| TASK DETAILS |
Extend the Jorbeer Conservation Reserve text below, picking up after its final sentence.

| TEXT SECTION |

....................

This is why it is advised to walk carefully here. Not only can you step on a desert jird or snake but also trip and fall. You don’t want to be falling head down on decomposing flesh and bones of animals!

Insects of Jorbeer Conservation Reserve

Needless to say, a large number of insects also nest in the Jorbeer Conservation Reserve, thanks to the easy availability of meat to feed on. These insects are also the reason why you will also see birds like Yellow Eyed Pigeon or Columba eversmanni and Red-Naped Ibis or Pseudibis papillosa.

Yellow Eyed Pigeons

I was, in fact, delighted to see a large number of the rare yellow-eyed pigeons in both Jorbeer and a secret birding place near it. Every winter, scores of yellow-eyed pigeons stay in Jorbeer and nearby areas, making it one of the largest known wintering grounds of yellow-eyed pigeons in all of India. Told you, Jorbeer is special!

....................

| DATASET EXTRACT |
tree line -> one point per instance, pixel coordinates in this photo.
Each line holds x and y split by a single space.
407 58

....................

| RESPONSE TO THIS EXERCISE |
Did you know that Yellow Eyed Pigeons are winter visitors from as far as Afghanistan?It is a very shy species as quickly flies away when they spot a human as close as just 20 metres. According to IUCN, Yellow Eyed Pigeons are ‘vulnerable’ avian species. Feral Pigeons can also be spotted in Jorbeer.

Fauna of Jorbeer Conservation Reserve

I was amused to see very sparse vegetation at the Jorbeer Conservation Reserve. It reminded me of my trip to the national parks of Uganda in Africa. I feel that the scant, thorny vegetation whether in Uganda or Jorbeer helped me spot birds and animals more easily.

While walking on the almost barren land of Jorbeer Conservation Reserve, I noticed some local trees of Rajasthan such as Khejri, Ker, Ber etc. The famous vegan Rajasthani dish of Ker Sangri is made from Ker. Other trees found here include Salvadora and the medicinal Neem trees. I noticed that many feral dogs and their pups nested at the burrows in the foot of trees.

Other shrubs and trees which are found in Jorbeed include peelu or Salvadora oleoides, lotebush or Ziziphus nummularia and ghaf or Prosopis cineraria.

If you are tempted to taste the sweet and sour wild berries locally known as ‘ber’, do so only under the supervision of your birding guide.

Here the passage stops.